## Yapmanız gerekenler
Metne dayanarak şu soruları yanıtlayın:
1. Lenin'e göre Rosa Luxemburg, ezilen ulusların milliyetçiliğinden korkmakla kimin oyununa gelmektedir?
2. Norveç İsveç'ten ayrılınca İsveçli işçiler ne yaptı?
3. Biz Ruslar ayrılma özgürlüğü üzerinde direnirken Polonyalılar hangi özgürlük üzerinde durmalıdır?

Ve Polonya: Hatırlayın Rosa Luxemburg’un Polonya’nın burjuvazisini öne sürerek ayrılma hakkına itirazlarına V. İ. Lenin en ufak taviz vermeyip, “Ezilen ulusların milliyetçiliğinden korkmakla Rosa Luxemburg gerçekte Büyük-Rusların kara-yüzler milliyetçiliğinin oyununa gelmektedir,” derken; sonra da farklı vesilelerle ekler:
“Ezen ülkelerin işçilerinin enternasyonalist eğitimi, zorunlu olarak her şeyden önce ezilen ülkelerin özgürlüğü ve ayrılması ilkesinin savunulmasını içermelidir.”
“Ayrılma hareketi karşısındaki tutumumuz, bir kayıtsızlık, yansızlık tutumudur. Eğer Finlandiya, Polonya ya da Ukrayna, Rusya’dan ayrılırlarsa, bunu kötü bir şey saymayız. Bunda kötü ne olabilir ki? Buna kötü bir şey diyecek olan şovendir. Çar Nikola’nın siyasetini devam ettirmek isteyen kimse deli olmalıdır. Norveç, İsveç’den ayrılmadı mı? Norveç’in İsveç’ten ayrılmasından sonra bu iki ülkenin halkları arasında, proleterleri arasında karşılıklı güven artmıştır. İsveçli toprak sahipleri, bu yüzden savaşa girişmek istediler, ama İsveçli işçiler böyle bir savaşa katılmayı reddettiler.”
“Herhangi bir ulustan daha çok başka halkları baskı altına almış olan biz Büyük Ruslar nasıl olur da Polonya’nın Ukrayna’nın ya da Finlandiya’nın ayrılma hakkını tanımazlık ederiz? Yapılacak şey, Rusya’da ezilen ulusların ayrılma hakkını, Polonya’da da birleşme özgürlüğünü belirtmektir. Birleşme özgürlüğü, ayrılma özgürlüğü anlamını da taşır. Biz Ruslar, ayrılma özgürlüğü üzerinde direnirken Polonyalılar birleşme özgürlüğü üzerinde durmalıdırlar.”
Yani ezen ulus sosyalistlerine coğrafyamızda (Türkiye’de) çok açık ki ayrılma hakkını savunmak düşer. Savunacaksa, ezilen ulus sosyalistleri birleşme özgürlüğünü savunur. Çünkü “İkinci enternasyonallerin yaptığı gibi sosyalist etiketini kullanan burjuva demokratlarının yetindikleri, ulusların eşitliğinin tamamen biçimsel, sözde kalan basit tanımlamasıyla kalamaz.”[6]
“ULUSAL SORUN(UMUZ)”

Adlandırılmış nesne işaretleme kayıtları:
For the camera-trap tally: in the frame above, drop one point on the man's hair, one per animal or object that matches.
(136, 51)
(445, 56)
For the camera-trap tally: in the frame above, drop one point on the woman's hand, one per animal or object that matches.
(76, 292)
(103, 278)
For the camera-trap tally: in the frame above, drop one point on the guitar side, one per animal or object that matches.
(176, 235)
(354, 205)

...

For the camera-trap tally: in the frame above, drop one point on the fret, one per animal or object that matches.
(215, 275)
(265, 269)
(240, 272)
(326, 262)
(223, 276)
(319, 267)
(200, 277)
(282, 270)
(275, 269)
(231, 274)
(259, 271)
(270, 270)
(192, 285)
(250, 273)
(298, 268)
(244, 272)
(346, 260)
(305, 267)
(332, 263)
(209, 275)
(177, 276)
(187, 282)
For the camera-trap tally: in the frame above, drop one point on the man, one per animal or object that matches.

...

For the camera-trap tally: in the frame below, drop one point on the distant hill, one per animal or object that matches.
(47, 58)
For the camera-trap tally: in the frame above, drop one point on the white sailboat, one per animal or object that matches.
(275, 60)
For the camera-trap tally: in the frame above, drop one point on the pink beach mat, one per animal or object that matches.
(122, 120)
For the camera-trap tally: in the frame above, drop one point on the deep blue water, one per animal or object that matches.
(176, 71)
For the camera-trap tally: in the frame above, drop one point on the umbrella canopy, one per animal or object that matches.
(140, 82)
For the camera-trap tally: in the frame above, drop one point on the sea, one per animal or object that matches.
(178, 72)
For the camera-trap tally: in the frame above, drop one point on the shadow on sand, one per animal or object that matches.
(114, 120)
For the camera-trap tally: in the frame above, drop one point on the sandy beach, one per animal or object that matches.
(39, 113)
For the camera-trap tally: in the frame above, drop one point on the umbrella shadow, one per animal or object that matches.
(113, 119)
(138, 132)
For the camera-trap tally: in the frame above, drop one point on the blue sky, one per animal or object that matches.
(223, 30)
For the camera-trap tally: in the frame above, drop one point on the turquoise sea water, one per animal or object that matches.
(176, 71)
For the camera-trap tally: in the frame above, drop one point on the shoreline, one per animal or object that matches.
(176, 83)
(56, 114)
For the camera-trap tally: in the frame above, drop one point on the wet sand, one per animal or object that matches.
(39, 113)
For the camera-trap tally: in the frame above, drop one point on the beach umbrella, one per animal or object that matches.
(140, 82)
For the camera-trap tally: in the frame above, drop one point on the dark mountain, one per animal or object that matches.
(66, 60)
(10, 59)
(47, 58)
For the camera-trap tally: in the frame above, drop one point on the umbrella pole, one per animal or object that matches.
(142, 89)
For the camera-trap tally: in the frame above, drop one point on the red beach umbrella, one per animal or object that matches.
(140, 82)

## Çözümlü alıştırma
1. Büyük-Rusların kara-yüzler milliyetçiliğinin oyununa.
2. İsveçli toprak sahiplerinin girişmek istediği savaşa katılmayı reddettiler.
3. Birleşme özgürlüğü üzerinde.